→ SET EXERCISE
Output every line of the records below as a JSON list of strings, one string per line, leaving out any blank lines.

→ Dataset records
## START
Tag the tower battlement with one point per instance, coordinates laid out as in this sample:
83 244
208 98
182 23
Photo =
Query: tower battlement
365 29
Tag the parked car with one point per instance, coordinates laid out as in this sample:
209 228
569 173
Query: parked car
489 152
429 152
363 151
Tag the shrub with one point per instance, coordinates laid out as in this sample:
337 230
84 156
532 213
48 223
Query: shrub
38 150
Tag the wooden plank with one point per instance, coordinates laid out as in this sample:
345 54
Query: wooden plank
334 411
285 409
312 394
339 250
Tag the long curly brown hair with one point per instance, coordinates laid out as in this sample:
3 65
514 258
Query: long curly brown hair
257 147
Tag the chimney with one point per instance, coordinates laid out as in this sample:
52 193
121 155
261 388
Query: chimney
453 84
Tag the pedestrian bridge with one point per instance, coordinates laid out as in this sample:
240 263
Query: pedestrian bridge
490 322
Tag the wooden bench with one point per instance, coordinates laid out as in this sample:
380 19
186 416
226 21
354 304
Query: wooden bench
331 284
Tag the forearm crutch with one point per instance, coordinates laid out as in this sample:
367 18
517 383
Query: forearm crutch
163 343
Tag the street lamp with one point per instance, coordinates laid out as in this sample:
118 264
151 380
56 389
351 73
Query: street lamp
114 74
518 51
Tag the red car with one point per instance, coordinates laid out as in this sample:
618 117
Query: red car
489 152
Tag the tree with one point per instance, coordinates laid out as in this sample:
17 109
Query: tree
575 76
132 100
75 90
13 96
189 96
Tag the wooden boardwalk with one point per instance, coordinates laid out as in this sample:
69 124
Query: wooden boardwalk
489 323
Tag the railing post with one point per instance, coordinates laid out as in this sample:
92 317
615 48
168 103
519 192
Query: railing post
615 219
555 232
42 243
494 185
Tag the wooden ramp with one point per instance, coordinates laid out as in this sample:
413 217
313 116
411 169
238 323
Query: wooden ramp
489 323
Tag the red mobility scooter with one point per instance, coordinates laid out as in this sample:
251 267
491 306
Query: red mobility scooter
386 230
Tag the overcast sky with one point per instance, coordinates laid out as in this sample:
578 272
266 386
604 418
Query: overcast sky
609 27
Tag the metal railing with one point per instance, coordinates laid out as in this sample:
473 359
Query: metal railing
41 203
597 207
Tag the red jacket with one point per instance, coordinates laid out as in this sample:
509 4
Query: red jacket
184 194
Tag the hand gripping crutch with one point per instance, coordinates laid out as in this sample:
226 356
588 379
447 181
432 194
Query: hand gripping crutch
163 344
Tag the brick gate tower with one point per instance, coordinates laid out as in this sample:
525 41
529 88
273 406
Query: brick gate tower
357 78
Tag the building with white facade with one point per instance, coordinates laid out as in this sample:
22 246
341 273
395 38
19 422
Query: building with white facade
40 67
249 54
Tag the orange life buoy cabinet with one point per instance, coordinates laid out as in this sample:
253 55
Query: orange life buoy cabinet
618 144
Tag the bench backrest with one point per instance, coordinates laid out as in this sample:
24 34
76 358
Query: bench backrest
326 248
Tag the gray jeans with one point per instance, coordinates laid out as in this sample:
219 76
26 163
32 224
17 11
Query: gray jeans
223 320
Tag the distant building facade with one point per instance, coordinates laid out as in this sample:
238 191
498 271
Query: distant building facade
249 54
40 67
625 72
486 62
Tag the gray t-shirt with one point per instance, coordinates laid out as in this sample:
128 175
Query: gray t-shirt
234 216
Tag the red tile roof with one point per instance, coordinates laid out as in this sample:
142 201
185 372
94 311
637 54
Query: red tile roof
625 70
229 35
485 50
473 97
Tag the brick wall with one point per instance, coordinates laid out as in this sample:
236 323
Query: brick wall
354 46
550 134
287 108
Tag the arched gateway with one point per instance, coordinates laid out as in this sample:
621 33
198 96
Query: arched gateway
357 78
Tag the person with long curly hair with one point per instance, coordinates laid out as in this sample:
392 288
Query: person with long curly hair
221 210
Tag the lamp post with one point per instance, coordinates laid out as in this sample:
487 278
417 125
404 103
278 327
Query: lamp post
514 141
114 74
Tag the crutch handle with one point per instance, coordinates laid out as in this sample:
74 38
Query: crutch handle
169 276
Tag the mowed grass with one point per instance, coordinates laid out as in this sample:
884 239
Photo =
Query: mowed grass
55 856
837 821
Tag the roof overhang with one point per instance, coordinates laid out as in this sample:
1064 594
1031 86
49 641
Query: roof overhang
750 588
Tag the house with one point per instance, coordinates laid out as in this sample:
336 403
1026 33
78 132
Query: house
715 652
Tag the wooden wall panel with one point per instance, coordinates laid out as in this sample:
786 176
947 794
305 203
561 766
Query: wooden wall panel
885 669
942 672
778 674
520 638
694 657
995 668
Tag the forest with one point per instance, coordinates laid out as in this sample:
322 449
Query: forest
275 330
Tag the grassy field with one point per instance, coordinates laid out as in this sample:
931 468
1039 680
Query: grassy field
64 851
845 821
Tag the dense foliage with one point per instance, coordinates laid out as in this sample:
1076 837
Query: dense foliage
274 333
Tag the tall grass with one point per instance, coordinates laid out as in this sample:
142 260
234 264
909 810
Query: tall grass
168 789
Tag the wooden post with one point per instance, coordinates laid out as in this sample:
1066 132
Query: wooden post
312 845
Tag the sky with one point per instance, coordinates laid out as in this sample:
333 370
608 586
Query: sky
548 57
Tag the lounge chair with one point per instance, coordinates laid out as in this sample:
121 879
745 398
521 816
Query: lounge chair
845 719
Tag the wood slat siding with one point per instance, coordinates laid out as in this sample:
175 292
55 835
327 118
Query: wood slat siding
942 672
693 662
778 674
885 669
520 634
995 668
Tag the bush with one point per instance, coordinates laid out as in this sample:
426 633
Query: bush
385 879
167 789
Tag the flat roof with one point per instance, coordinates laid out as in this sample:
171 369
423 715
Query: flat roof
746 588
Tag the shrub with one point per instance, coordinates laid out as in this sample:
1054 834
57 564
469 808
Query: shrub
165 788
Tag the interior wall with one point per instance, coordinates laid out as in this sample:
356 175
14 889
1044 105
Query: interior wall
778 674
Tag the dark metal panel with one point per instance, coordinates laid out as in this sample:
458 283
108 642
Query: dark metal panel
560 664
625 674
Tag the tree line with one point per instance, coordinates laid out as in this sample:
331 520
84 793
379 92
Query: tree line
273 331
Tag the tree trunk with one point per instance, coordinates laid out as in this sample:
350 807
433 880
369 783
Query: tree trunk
## END
→ THE SOLUTION
[
  "Tag the tower battlement with one point per instance, coordinates laid out as in this sample:",
  "83 244",
  "208 98",
  "182 23",
  "Photo =",
  "Query: tower battlement",
  "365 29",
  "Tag the parked car with one point per instance, coordinates laid out as in this sample:",
  "209 228",
  "569 173",
  "Query: parked car",
  "489 152",
  "429 152",
  "363 151",
  "Tag the shrub with one point per instance, coordinates laid out as in this sample:",
  "337 230",
  "84 156",
  "532 213",
  "48 223",
  "Query: shrub",
  "38 150",
  "Tag the wooden plank with one point per instance, coordinates laid out as in this sample:",
  "345 54",
  "Query: wooden plank",
  "334 411",
  "285 409",
  "312 394",
  "339 250",
  "Tag the long curly brown hair with one point per instance, coordinates laid out as in this sample:",
  "3 65",
  "514 258",
  "Query: long curly brown hair",
  "257 147",
  "Tag the chimney with one point per instance, coordinates laid out as in this sample:",
  "52 193",
  "121 155",
  "261 388",
  "Query: chimney",
  "453 84",
  "Tag the pedestrian bridge with one point per instance, coordinates laid out as in this sample:",
  "240 263",
  "Query: pedestrian bridge",
  "490 322",
  "Tag the wooden bench with one point per instance, coordinates laid out as in this sample:",
  "380 19",
  "186 416",
  "226 21",
  "354 304",
  "Query: wooden bench",
  "331 284",
  "Tag the forearm crutch with one point per instance, coordinates laid out as in this sample:",
  "367 18",
  "517 383",
  "Query: forearm crutch",
  "163 343",
  "Tag the street lamp with one point per instance, coordinates laid out as in this sample:",
  "118 264",
  "151 380",
  "56 389",
  "351 73",
  "Query: street lamp",
  "114 74",
  "518 51",
  "Tag the red car with one point per instance, coordinates laid out as in this sample:",
  "618 117",
  "Query: red car",
  "489 152",
  "Tag the tree with one point per instance, coordinates laid out as in this sample:",
  "17 109",
  "Query: tree",
  "575 76",
  "132 100",
  "75 90",
  "13 96",
  "189 96",
  "Tag the wooden boardwalk with one point per instance, coordinates laid out as in this sample:",
  "69 124",
  "Query: wooden boardwalk",
  "489 323",
  "Tag the railing post with one point per instance, coordinates laid out as in this sample:",
  "92 317",
  "615 48",
  "168 103",
  "519 192",
  "Query: railing post",
  "615 219",
  "555 232",
  "42 243",
  "494 185",
  "Tag the wooden ramp with one point per instance, coordinates laid out as in this sample:",
  "413 217",
  "313 116",
  "411 169",
  "238 323",
  "Query: wooden ramp",
  "489 323",
  "Tag the red mobility scooter with one point per instance, coordinates laid out as in this sample:",
  "251 267",
  "491 306",
  "Query: red mobility scooter",
  "386 230",
  "Tag the overcast sky with one point per instance, coordinates laid out as in this sample:",
  "578 272",
  "266 386",
  "604 418",
  "Query: overcast sky",
  "609 27",
  "Tag the metal railing with one point per instance, coordinates laid out as in this sample:",
  "473 359",
  "Query: metal railing",
  "41 203",
  "597 207",
  "Tag the red jacket with one point per instance, coordinates laid out as in this sample:",
  "509 4",
  "Query: red jacket",
  "184 194",
  "Tag the hand gripping crutch with one point per instance, coordinates laid out as in this sample:",
  "226 356",
  "588 379",
  "447 181",
  "432 194",
  "Query: hand gripping crutch",
  "163 344",
  "Tag the brick gate tower with one point per instance, coordinates laid out as in this sample:",
  "525 41",
  "529 88",
  "273 406",
  "Query: brick gate tower",
  "357 78",
  "Tag the building with white facade with one point per instance, coordinates laid out as in this sample:",
  "22 246",
  "341 273",
  "395 38",
  "19 422",
  "Query: building with white facade",
  "40 67",
  "249 54",
  "Tag the orange life buoy cabinet with one point per instance, coordinates laid out as in this sample:",
  "253 55",
  "Query: orange life buoy cabinet",
  "618 144",
  "Tag the bench backrest with one point per instance, coordinates laid out as in this sample:",
  "24 34",
  "76 358",
  "Query: bench backrest",
  "326 248",
  "Tag the gray jeans with one point per instance, coordinates laid out as in this sample:",
  "219 76",
  "26 163",
  "32 224",
  "17 11",
  "Query: gray jeans",
  "223 320",
  "Tag the distant building facade with one point per instance, coordinates laid out as in this sample:",
  "238 191",
  "498 271",
  "Query: distant building facade",
  "249 54",
  "40 67",
  "625 72",
  "486 62",
  "Tag the gray t-shirt with one point per instance, coordinates laid out as in this sample:",
  "128 175",
  "Query: gray t-shirt",
  "234 216",
  "Tag the red tile roof with one point per instance, coordinates laid out as in this sample:",
  "142 201",
  "185 372",
  "94 311",
  "637 54",
  "Query: red tile roof",
  "625 70",
  "229 35",
  "485 50",
  "473 97",
  "Tag the brick wall with one point per instance, coordinates laid out as in this sample:",
  "236 323",
  "Query: brick wall",
  "354 46",
  "550 134",
  "287 108",
  "Tag the arched gateway with one point per instance, coordinates laid out as in this sample:",
  "621 33",
  "198 96",
  "Query: arched gateway",
  "357 78",
  "Tag the person with long curly hair with one point per instance, coordinates laid out as in this sample:",
  "392 288",
  "Query: person with long curly hair",
  "221 210",
  "Tag the lamp post with one point per instance, coordinates laid out as in this sample:",
  "487 278",
  "417 125",
  "404 103",
  "278 327",
  "Query: lamp post",
  "514 141",
  "114 74",
  "Tag the crutch handle with one point per instance, coordinates laid out as in this sample:",
  "74 38",
  "Query: crutch handle",
  "169 276",
  "Tag the mowed grass with one point per instance, coordinates laid out as in this sample:",
  "884 239",
  "Photo =",
  "Query: mowed grass",
  "55 856",
  "837 821",
  "Tag the roof overhang with one point per instance, coordinates laid out as in this sample:",
  "1064 594",
  "1031 86",
  "49 641",
  "Query: roof overhang",
  "750 588",
  "Tag the house with one point per instance, coordinates laid out as in this sample:",
  "336 403",
  "1026 33",
  "78 132",
  "Query: house",
  "715 652",
  "Tag the wooden wall panel with one point per instance, coordinates laid out as in this sample:",
  "786 176",
  "947 794",
  "305 203",
  "561 766",
  "Query: wooden wall panel",
  "885 669",
  "942 672",
  "778 674",
  "520 638",
  "694 657",
  "995 668",
  "Tag the forest with one point per instance, coordinates laid out as in this sample:",
  "322 449",
  "Query: forest",
  "275 330",
  "Tag the grassy field with one point per instance, coordinates laid out as in this sample:",
  "931 468",
  "1039 680",
  "Query: grassy field",
  "64 851",
  "845 821",
  "Tag the dense foliage with one point per instance, coordinates laid out as in this sample:",
  "1076 837",
  "Query: dense foliage",
  "274 333",
  "Tag the tall grass with one point per instance, coordinates laid out as in this sample:",
  "142 260",
  "234 264",
  "909 810",
  "Query: tall grass",
  "168 789",
  "Tag the wooden post with one point per instance, coordinates laid out as in this sample:",
  "1066 132",
  "Query: wooden post",
  "312 845",
  "Tag the sky with one point per instance, coordinates laid out as in this sample:",
  "333 370",
  "608 586",
  "Query: sky",
  "548 57",
  "Tag the lounge chair with one point per instance, coordinates laid out as in this sample:",
  "121 879",
  "745 398",
  "521 816",
  "Query: lounge chair",
  "845 719",
  "Tag the wood slat siding with one point per instance, coordinates laid out as in this sample:",
  "175 292",
  "55 835",
  "327 118",
  "Query: wood slat siding",
  "942 672",
  "693 662",
  "778 674",
  "885 669",
  "520 634",
  "995 668",
  "Tag the bush with one point per instance, coordinates laid out as in this sample:",
  "426 633",
  "Query: bush",
  "385 879",
  "167 789",
  "Tag the flat roof with one point per instance, coordinates laid out as in this sample:",
  "171 369",
  "423 715",
  "Query: flat roof",
  "746 588",
  "Tag the shrub with one point per instance, coordinates laid out as in this sample:",
  "1054 834",
  "57 564",
  "469 808",
  "Query: shrub",
  "165 788",
  "Tag the interior wall with one point per instance, coordinates laid out as in this sample:",
  "356 175",
  "14 889",
  "1044 105",
  "Query: interior wall",
  "778 674",
  "Tag the dark metal panel with one point per instance, coordinates laid out as in this sample:",
  "458 283",
  "108 642",
  "Query: dark metal panel",
  "560 664",
  "625 674",
  "Tag the tree line with one point per instance, coordinates laid out as in this sample:",
  "331 520",
  "84 793",
  "379 92",
  "Query: tree line",
  "273 331",
  "Tag the tree trunk with one point per instance, coordinates laid out as in this sample:",
  "350 807",
  "433 880",
  "369 783",
  "Query: tree trunk"
]